What you give back should be only the lines from the one holding "217,145 -> 779,463" through the final line of the records, each reproduced exactly.

[Start of section]

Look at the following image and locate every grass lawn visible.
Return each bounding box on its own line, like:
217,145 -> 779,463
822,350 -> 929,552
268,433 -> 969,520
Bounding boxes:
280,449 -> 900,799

[End of section]

■ TASK ANSWER
217,145 -> 779,463
822,350 -> 929,552
268,433 -> 969,520
Bounding boxes:
280,449 -> 900,799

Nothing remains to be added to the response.